### TASKS TO COMPLETE
a – According to the excerpt on AI radio hosts, what did iHeartMedia do in 2020?
b – In the excerpt on AI radio hosts, Basia says she could learn about the brain only from listeners' experiences. Using the excerpt, explain why.
c – Pick up the excerpt on AI radio hosts after its final sentence and carry it further.

### EXCERPTED PASSAGE
The radio station noted that AI Ashley isn’t fully replacing “traditional Ashley,” which has been a huge concern for a lot of local DJs. Radio stations have cut down their broadcasts in recent years due to rising costs or in a shift to embrace tech like AI. In 2020, iHeartMedia restructured its organization, laid off hundreds of people nationwide and invested in artificial intelligence.
The AI radio host phenomenon is apparently worldwide, with similar developments in places like Poland.
Via Notes From Poland:
Poland’s first radio show hosted by artificial intelligence has been launched – though the station’s manager has reassured his staff that the new AI presenter will not replace any human employees.
Listeners of Radio Piekary – a station broadcasting in the city of Piekary Śląskie in southern Poland – were on Saturday greeted by “Basia”, an AI-generated presenter who went on to host the hour-long midday slot. The station also published an image of how Basia supposedly looks…
“Did you know that our brain is truly remarkable? It has infinite possibilities, although I – as artificial intelligence – could only learn about it from your experiences, because somehow they haven’t allocated me any brains. Maybe someone has one to donate?” joked Basia.
Similarly, one of the sticking points of the actors currently on strike in Hollywood – another profession I won’t mourn the collapse of – is the studio’s desire to use their images in perpetuity via AI with no compensation to the actors for the likeness.

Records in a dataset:
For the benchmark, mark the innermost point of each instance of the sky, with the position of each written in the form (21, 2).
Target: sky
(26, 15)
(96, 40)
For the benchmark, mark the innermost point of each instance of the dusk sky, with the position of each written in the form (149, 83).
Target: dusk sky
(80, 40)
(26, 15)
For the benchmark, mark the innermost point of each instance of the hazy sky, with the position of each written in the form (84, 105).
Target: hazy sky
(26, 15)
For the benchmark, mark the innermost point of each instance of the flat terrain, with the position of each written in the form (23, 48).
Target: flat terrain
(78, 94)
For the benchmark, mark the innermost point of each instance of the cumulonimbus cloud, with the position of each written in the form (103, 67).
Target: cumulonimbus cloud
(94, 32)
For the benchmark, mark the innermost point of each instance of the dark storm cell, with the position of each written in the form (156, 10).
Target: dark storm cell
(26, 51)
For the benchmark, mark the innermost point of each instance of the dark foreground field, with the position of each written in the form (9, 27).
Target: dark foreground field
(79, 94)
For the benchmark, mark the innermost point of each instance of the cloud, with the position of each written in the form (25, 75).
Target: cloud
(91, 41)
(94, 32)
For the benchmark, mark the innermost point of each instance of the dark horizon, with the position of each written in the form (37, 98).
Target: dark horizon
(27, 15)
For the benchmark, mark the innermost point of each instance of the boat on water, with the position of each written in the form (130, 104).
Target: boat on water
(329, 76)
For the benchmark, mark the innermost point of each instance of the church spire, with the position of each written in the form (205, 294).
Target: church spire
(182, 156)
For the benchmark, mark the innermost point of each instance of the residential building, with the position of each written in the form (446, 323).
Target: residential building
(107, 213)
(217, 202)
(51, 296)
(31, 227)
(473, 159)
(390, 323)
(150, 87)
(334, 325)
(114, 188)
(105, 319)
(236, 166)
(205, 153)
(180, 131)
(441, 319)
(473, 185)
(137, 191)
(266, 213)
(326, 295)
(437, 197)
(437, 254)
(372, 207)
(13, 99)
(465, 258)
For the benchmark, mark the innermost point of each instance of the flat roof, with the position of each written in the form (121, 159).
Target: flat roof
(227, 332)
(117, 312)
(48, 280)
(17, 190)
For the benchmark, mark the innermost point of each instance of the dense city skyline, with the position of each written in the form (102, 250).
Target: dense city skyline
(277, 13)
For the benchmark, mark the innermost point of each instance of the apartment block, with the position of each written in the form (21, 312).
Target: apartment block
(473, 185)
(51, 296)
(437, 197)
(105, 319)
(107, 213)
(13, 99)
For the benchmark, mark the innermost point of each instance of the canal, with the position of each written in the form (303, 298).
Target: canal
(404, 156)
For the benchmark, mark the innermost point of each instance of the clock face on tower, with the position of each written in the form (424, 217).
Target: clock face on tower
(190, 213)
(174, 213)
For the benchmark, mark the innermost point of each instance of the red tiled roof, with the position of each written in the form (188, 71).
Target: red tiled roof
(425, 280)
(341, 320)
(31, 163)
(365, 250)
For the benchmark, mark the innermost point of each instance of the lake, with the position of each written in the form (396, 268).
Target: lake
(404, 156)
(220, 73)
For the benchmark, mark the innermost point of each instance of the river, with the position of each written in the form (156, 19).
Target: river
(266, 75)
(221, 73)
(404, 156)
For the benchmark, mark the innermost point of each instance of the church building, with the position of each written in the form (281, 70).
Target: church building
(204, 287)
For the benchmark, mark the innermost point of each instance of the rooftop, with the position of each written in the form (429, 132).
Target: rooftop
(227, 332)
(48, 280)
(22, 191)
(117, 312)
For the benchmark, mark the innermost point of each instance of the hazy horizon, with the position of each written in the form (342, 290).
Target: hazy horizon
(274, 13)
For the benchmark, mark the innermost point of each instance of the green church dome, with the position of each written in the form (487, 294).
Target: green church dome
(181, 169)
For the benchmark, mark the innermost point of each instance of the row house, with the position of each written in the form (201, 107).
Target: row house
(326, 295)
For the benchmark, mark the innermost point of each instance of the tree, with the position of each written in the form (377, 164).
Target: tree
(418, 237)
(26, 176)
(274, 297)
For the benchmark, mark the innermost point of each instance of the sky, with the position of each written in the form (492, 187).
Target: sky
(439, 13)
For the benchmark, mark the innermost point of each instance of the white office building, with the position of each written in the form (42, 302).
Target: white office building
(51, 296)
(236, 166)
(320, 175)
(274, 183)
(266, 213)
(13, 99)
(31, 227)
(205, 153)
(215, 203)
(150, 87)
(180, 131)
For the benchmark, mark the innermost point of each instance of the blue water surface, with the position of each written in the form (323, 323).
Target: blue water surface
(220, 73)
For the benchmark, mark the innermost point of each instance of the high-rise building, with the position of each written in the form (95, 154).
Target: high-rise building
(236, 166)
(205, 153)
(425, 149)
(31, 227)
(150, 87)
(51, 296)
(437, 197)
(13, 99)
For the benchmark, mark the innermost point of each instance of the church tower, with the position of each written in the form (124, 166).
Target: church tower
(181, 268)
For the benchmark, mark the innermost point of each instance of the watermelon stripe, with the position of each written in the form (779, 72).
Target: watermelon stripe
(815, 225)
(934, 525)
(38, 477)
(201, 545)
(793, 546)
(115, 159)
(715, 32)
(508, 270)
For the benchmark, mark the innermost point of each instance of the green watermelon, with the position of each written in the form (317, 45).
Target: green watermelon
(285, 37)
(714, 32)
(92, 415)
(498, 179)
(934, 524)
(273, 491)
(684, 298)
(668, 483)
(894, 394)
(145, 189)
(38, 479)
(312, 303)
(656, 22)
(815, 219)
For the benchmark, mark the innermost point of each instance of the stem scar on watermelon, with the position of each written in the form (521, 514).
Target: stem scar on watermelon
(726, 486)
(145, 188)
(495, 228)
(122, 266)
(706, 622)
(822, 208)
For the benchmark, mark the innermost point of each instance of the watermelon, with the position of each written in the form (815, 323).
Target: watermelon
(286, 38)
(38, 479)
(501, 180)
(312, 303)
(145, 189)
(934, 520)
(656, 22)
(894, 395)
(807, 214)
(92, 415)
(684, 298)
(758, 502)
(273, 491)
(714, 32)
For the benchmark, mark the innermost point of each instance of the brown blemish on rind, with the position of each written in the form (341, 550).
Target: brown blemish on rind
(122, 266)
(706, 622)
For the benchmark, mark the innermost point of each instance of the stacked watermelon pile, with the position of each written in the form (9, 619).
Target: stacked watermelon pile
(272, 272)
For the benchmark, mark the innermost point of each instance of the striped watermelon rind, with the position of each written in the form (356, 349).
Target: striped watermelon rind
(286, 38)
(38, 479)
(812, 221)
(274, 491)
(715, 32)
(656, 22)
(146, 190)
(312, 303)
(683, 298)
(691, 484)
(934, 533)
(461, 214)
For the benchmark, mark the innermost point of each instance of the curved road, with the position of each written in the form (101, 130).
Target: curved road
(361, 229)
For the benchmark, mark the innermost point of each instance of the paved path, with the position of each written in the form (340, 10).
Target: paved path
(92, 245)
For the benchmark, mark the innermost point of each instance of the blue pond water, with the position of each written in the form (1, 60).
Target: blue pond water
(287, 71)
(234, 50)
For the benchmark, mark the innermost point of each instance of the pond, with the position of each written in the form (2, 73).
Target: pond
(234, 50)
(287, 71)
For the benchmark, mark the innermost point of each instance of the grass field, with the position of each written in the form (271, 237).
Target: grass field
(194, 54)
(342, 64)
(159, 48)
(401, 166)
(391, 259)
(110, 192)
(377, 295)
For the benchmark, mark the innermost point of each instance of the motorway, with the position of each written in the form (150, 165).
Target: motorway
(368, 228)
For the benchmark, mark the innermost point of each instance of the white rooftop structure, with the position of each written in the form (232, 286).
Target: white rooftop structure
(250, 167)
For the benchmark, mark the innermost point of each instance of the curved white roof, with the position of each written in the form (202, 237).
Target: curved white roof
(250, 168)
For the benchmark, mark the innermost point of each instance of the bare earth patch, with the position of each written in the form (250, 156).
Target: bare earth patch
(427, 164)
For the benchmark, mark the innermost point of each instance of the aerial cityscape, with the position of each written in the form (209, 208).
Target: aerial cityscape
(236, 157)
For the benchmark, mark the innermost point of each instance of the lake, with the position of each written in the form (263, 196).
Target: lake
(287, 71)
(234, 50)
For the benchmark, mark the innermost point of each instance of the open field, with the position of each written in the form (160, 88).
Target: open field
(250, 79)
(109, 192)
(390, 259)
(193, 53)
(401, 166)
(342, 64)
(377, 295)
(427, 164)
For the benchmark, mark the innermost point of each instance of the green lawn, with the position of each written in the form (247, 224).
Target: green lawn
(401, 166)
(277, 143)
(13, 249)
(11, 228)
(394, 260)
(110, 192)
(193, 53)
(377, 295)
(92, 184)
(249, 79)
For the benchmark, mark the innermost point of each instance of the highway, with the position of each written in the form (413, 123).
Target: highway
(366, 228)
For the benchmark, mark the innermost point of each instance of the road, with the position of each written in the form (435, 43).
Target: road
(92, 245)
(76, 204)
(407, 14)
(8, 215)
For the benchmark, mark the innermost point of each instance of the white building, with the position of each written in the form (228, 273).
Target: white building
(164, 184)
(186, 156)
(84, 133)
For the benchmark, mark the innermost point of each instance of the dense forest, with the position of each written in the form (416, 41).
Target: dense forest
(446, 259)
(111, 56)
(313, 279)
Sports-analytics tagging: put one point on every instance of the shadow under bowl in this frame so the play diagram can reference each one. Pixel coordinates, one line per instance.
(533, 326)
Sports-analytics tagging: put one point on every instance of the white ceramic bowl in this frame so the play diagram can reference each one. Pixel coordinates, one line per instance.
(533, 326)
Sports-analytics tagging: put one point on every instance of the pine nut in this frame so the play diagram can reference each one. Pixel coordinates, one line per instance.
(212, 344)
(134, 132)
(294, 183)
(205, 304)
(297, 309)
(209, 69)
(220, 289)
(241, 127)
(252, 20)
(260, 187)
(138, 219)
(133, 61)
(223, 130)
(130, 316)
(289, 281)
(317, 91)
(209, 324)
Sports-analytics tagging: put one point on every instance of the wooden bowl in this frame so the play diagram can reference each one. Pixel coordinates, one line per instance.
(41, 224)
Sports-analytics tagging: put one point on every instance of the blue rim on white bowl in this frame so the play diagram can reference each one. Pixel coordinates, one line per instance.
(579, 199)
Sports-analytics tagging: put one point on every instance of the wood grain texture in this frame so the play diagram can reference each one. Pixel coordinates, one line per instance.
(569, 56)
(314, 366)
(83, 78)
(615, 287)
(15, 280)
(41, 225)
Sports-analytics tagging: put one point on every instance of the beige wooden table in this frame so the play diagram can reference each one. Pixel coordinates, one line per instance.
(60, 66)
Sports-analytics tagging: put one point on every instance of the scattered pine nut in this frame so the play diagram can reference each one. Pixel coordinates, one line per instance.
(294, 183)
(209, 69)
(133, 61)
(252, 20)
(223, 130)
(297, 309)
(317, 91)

### SOLVED TASKS
a – It restructured its organization, laid off hundreds of people nationwide and invested in artificial intelligence.

b – Basia says she could learn about the brain only through listeners' experiences because, as artificial intelligence, she hasn't been allocated any brains. She then jokes by asking whether someone has one to donate.

c –
The economy simply does not need human workers in the same way it once did. Among other questions this conjures is: what happens to all of them once their labor is rendered obsolete?
Related: ‘ChaosGPT’ AI Bot Strategizes to Destroy Humanity
Trucking, assembly line work, software development, cashiering – it would be easier to name the industries in which human labor will not be rendered obsolete than the ones in which it will remain necessary.
The only viable solution to the coming economic revolution that will make the Industrial Revolution look like a cakewalk, it seems, would be a universal income. However, making an entire population dependent on the subsistence scraps doled out by a government benefactor – particularly one as rapacious and compromised as the American government – presents its own set of moral pitfalls.